___ Input material
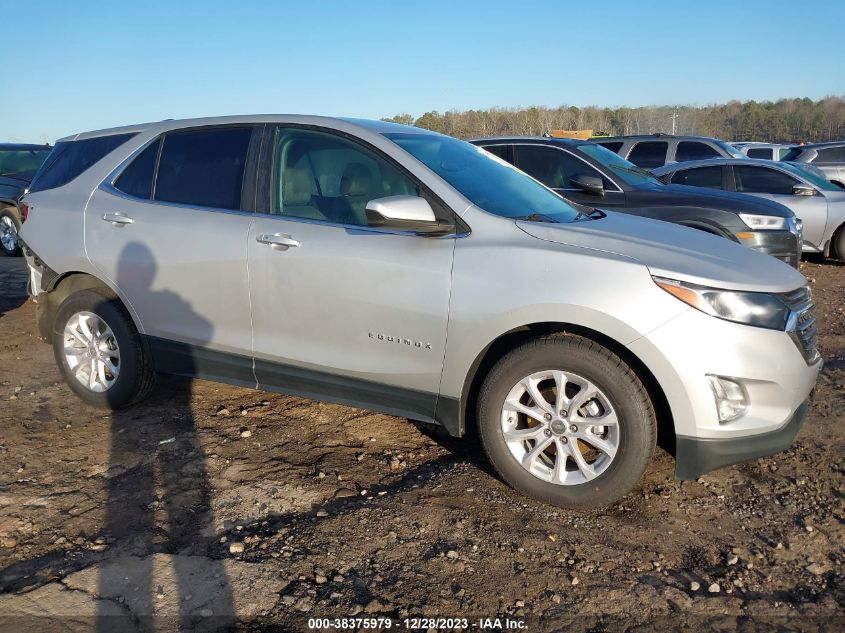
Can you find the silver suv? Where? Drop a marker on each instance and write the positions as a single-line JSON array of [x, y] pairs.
[[404, 271]]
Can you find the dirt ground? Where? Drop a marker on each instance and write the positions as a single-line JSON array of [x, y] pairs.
[[220, 508]]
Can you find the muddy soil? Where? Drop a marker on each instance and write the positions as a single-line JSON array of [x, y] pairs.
[[221, 508]]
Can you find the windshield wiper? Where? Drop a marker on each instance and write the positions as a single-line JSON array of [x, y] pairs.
[[537, 217]]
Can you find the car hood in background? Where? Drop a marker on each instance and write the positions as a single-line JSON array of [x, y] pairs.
[[655, 195], [673, 251]]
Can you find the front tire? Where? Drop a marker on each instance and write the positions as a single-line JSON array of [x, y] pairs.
[[566, 421], [10, 226], [99, 351]]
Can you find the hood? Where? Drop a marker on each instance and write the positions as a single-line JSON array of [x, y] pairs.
[[684, 195], [673, 251]]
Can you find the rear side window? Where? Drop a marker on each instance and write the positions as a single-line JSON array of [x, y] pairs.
[[830, 155], [710, 177], [137, 179], [693, 150], [763, 180], [759, 152], [70, 158], [203, 167], [613, 146], [649, 154]]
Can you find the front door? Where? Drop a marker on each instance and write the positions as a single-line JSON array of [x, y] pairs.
[[342, 311]]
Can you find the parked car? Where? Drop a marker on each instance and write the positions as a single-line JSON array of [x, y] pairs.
[[400, 270], [767, 151], [590, 174], [655, 150], [18, 163], [818, 203], [829, 157]]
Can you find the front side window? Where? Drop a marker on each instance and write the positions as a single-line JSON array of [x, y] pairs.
[[137, 179], [759, 152], [554, 167], [485, 180], [21, 162], [750, 179], [70, 158], [649, 154], [321, 176], [710, 177], [694, 150], [203, 167]]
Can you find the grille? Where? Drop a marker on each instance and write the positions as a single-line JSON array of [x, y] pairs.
[[802, 323]]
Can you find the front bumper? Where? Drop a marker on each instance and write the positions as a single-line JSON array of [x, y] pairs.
[[782, 245], [695, 456]]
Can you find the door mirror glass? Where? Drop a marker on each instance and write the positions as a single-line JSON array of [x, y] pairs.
[[405, 213], [590, 184]]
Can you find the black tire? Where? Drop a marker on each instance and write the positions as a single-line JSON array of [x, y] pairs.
[[10, 218], [135, 378], [628, 396]]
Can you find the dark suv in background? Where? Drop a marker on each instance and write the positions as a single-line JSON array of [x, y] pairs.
[[18, 164], [656, 150], [586, 172]]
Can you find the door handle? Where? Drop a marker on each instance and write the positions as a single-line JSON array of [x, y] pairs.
[[117, 219], [278, 241]]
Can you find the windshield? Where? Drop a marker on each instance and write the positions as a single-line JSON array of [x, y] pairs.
[[21, 162], [486, 180], [731, 150], [809, 174], [625, 170]]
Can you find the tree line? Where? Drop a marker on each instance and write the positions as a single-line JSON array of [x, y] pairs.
[[786, 120]]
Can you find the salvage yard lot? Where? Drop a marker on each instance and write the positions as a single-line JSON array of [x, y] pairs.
[[218, 502]]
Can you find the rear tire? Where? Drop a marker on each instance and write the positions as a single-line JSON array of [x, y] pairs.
[[99, 351], [617, 428], [10, 226]]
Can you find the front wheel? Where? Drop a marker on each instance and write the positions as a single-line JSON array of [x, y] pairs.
[[10, 226], [99, 351], [566, 421]]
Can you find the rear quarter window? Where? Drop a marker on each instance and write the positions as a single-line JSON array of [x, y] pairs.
[[71, 158]]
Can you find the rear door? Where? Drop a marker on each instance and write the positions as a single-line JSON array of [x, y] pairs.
[[776, 185], [343, 311], [170, 232]]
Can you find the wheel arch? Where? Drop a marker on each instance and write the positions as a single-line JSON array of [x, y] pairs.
[[507, 341]]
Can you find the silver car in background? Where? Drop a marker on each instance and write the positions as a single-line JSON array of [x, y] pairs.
[[817, 202], [404, 271]]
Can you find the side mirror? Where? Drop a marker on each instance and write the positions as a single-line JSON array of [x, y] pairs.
[[405, 213], [590, 184]]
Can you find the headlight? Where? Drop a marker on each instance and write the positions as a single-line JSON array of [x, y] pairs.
[[764, 222], [752, 308]]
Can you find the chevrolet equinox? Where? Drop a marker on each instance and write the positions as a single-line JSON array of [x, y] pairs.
[[400, 270]]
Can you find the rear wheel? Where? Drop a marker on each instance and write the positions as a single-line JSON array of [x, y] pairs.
[[99, 351], [10, 226], [566, 421]]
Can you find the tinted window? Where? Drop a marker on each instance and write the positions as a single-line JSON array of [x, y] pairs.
[[325, 177], [21, 161], [203, 167], [700, 177], [502, 151], [70, 158], [137, 178], [830, 155], [759, 152], [649, 154], [693, 150], [554, 167], [487, 181], [613, 146], [762, 180]]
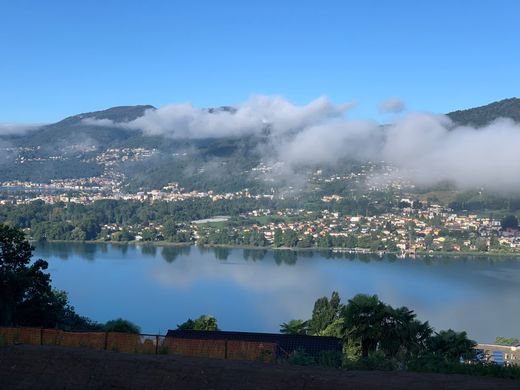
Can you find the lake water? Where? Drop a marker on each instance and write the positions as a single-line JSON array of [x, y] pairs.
[[256, 290]]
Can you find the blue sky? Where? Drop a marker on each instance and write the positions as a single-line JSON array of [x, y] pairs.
[[59, 58]]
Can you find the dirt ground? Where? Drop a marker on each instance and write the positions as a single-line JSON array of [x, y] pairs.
[[35, 367]]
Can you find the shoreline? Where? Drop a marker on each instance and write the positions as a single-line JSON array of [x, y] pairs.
[[346, 251]]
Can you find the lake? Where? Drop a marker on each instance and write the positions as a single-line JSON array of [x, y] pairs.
[[256, 290]]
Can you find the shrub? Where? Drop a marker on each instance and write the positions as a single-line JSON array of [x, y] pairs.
[[121, 325], [331, 359]]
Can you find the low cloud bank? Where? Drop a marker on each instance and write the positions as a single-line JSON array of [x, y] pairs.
[[427, 148]]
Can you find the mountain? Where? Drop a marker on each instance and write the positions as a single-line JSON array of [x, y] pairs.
[[76, 147], [481, 116]]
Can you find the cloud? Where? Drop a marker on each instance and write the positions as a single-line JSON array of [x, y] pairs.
[[17, 128], [258, 115], [392, 105], [426, 148]]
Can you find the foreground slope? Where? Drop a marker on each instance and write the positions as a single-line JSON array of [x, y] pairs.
[[33, 367]]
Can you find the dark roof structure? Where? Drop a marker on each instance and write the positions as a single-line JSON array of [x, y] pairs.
[[287, 343]]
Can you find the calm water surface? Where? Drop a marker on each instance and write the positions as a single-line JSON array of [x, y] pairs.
[[256, 290]]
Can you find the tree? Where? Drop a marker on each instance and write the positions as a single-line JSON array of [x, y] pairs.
[[121, 325], [452, 346], [363, 319], [298, 327], [325, 312], [26, 295], [204, 322]]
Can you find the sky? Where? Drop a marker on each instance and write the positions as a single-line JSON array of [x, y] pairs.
[[60, 58]]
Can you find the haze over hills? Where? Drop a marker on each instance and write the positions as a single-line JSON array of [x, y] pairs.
[[83, 145], [480, 116]]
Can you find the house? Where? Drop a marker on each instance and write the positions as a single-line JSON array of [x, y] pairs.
[[285, 343]]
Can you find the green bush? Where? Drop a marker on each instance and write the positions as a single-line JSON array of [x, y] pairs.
[[301, 358], [121, 325], [331, 359], [375, 361]]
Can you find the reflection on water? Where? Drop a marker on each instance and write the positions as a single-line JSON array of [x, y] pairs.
[[257, 289]]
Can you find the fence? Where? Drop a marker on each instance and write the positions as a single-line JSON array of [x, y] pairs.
[[141, 343]]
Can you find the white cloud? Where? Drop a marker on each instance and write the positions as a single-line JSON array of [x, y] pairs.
[[392, 105], [250, 117]]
______
Repeat the records above verbatim, dropping the pictures.

> _Written answer_:
Can you find the silver suv? Where? Drop a marker on each instance and write the positions as a single-line JSON array of [x, y] pairs.
[[404, 271]]
Can you find the dirt ground? Where? Drop a marker on each instance and write the positions as a single-line JSON array of [x, y] pairs.
[[220, 508]]
Can you find the muddy soil? Where? Drop a marker on each instance and write the positions as a single-line JSON array of [x, y] pairs.
[[221, 508]]
Can you find the windshield wiper? Where? Drop a marker on each instance and write the positions as a single-line JSON array of [x, y] pairs.
[[537, 217]]
Can you find the car hood in background? Where? Drop a marker on each instance and write the positions as a single-line JSON array of [x, y] pairs.
[[655, 195], [673, 251]]
Can you find the front tire? Where? Drop a marker on each instance and write the positions as a single-line JSON array of [x, y] pairs.
[[566, 421], [10, 226], [99, 351]]
Can you find the hood? Where? Drop a marker on each instance and write the positions as a single-line JSON array of [x, y] pairs.
[[684, 195], [673, 251]]
Can you find the rear side window? Where? Drop a marker on each instance and write the positions as a single-line JSON array of [x, y] pairs.
[[830, 155], [710, 177], [137, 179], [693, 150], [763, 180], [759, 152], [70, 158], [203, 167], [613, 146], [649, 154]]
Can you find the front door? Where? Drop a marker on each instance and write the positions as a single-line JSON array of [x, y] pairs.
[[342, 311]]
Can you find the parked car? Where? Drop a marker on each instance and write the positions as a single-line JSON array of [x, y] pairs.
[[400, 270], [767, 151], [590, 174], [655, 150], [18, 163], [818, 203], [829, 157]]
Can you find the front side window? Where? Drop a marker on each instance and write the positions as a single-line JSON array of [x, y] pairs.
[[137, 179], [759, 152], [554, 167], [485, 180], [21, 162], [750, 179], [70, 158], [649, 154], [321, 176], [710, 177], [694, 150], [203, 167]]
Can you find the grille? Where? Drop a marker on each instance and write the positions as a single-line JSON array of [x, y] pairs.
[[802, 323]]
Can you find the front bumper? Where? Drop a marker on each instance and write the positions as a single-line JSON array of [x, y] pairs.
[[782, 245], [695, 456]]
Can you find the door mirror glass? Where? Drop a marker on each instance and write the positions as a single-line JSON array of [x, y] pairs.
[[405, 213], [590, 184]]
Can you find the black tire? Where? Drop a marker on each instance and write the positions as a single-line JSON array of [x, y] pairs.
[[10, 218], [135, 378], [628, 396]]
Can you find the dark suv in background? Where? Drop a marker on each instance and write the positions as a single-line JSON array of [x, y] pairs.
[[18, 164], [656, 150], [586, 172]]
Can you find the door handle? Where? Drop a marker on each instance and write the positions as a single-line JSON array of [x, y] pairs.
[[117, 219], [278, 241]]
Can you find the windshield? Where? Drop a marker on each instance and write the positions as a single-line JSON array of [x, y] pairs.
[[21, 162], [486, 180], [731, 150], [809, 174], [625, 170]]
Can you find the tree line? Where? Drop a marker on each instance and write the positions as a single-line JSON array of [x, y] pairs.
[[786, 120]]
Can you find the salvage yard lot? Where? Drop a marker on each instance and write the positions as a single-line JSON array of [x, y] pairs.
[[218, 502]]
Can you find the rear tire? Where? Drop a marker on each instance and write the positions as a single-line JSON array of [x, y] pairs.
[[99, 351], [617, 428], [10, 226]]
Can you find the front wheel? Where? Drop a marker on each instance and write the positions as a single-line JSON array of [x, y] pairs.
[[10, 226], [99, 351], [566, 421]]
Can you find the rear quarter window? Where? Drop a marker on each instance and write the positions as a single-line JSON array of [x, y] pairs.
[[71, 158]]
Can you find the rear door? Where? Drop a marker on each instance and write the positions as a single-line JSON array of [x, y] pairs.
[[776, 185], [343, 311], [170, 232]]
Can you find the wheel arch? Where? Drop a marker on each instance and write the positions as a single-line JSON array of [x, y] pairs.
[[507, 341]]
Can you find the silver car in background? Where? Drop a marker on each instance and write the positions as a single-line JSON array of [x, y] pairs.
[[817, 202], [404, 271]]
Can you find the side mirror? Where? Drop a marker on each instance and write the positions as a single-line JSON array of [x, y] pairs.
[[405, 213], [590, 184]]
Can you find the headlight? Where? Drop a marker on each instance and write the positions as a single-line JSON array of [x, y] pairs.
[[764, 222], [752, 308]]
Can you find the chevrolet equinox? Where? Drop a marker on each instance and write the positions as a single-line JSON array of [x, y] pairs.
[[400, 270]]
Can you find the rear wheel? Where? Drop a marker on each instance and write the positions as a single-line JSON array of [x, y] pairs.
[[99, 351], [10, 226], [566, 421]]
Can you find the tinted window? Where? Drop a marker on each instance and write the positions as a single-line JSON array of [x, y] pairs.
[[325, 177], [21, 161], [203, 167], [700, 177], [502, 151], [70, 158], [137, 178], [830, 155], [759, 152], [649, 154], [693, 150], [554, 167], [487, 181], [613, 146], [762, 180]]
Can you find the lake water? Where? Drop a marker on each instance and write the positions as a single-line JSON array of [x, y] pairs.
[[256, 290]]
Can you find the blue sky? Where? Drop a marker on each instance and write the positions as a single-line JSON array of [x, y] pairs.
[[59, 58]]
Can you find the dirt ground? Where? Drop a marker on each instance and write the positions as a single-line JSON array of [x, y] pairs.
[[35, 367]]
Can you find the shoreline? Where? Drop a marker on each instance and write the positions as a single-line JSON array of [x, y] pairs.
[[346, 251]]
Can you find the lake? Where? Drop a marker on each instance and write the positions as a single-line JSON array of [x, y] pairs.
[[256, 290]]
Can you find the shrub? Where? Drop a marker on each instance and write the positions as a single-line JSON array of [x, y] pairs.
[[121, 325], [331, 359]]
Can you find the low cloud bank? Where? Drop a marker on each instance and write the positions as a single-line JSON array of [x, y] pairs.
[[427, 148]]
Can you find the mountain? Where? Drop a marker on each instance and write the positions as a single-line JSON array of [x, y] pairs.
[[76, 147], [481, 116]]
Can you find the cloud? Where? Drop a marker on each instance and write the positions as a single-line JSON array of [x, y] pairs.
[[17, 128], [258, 115], [392, 105], [426, 148]]
Can you find the foreground slope? Where? Drop a marker on each instance and write the positions as a single-line JSON array of [x, y] pairs.
[[33, 367]]
Can you find the dark roof structure? Where? Drop a marker on each instance and write the positions as a single-line JSON array of [x, y] pairs.
[[287, 343]]
Can you find the calm water surface? Where? Drop a marker on each instance and write the positions as a single-line JSON array of [x, y] pairs.
[[256, 290]]
Can you find the tree? Where? Drop a marker on each instance and write the positions as a single-line JSON array of [x, y] pairs.
[[121, 325], [452, 346], [363, 319], [298, 327], [325, 312], [26, 295], [204, 322]]
Can you find the sky? Where? Drop a marker on each instance and write the positions as a single-line JSON array of [x, y] pairs.
[[60, 58]]
Can you find the haze over hills? Where? Drop a marker on each instance and write the positions as a single-line JSON array of [x, y] pairs.
[[83, 145], [480, 116]]
Can you find the house? Where? Drop a marker on each instance and write the positions as a single-line JSON array of [x, y] pairs.
[[285, 343]]
Can you find the green bush? Where? Drop a marker on each instance and write the positions as a single-line JSON array of [x, y] pairs.
[[301, 358], [121, 325], [331, 359], [375, 361]]
Can you find the reflection on water? Where? Drop a marker on each instance and write the positions as a single-line JSON array of [x, y] pairs.
[[257, 289]]
Can you find the fence? Where? Drop a marker on each instance and write the positions as a single-line JSON array of [x, y] pairs.
[[141, 343]]
Can you find the white cloud? Where? Drop a marker on each instance and write the positions as a single-line JSON array of [x, y] pairs.
[[392, 105], [250, 117]]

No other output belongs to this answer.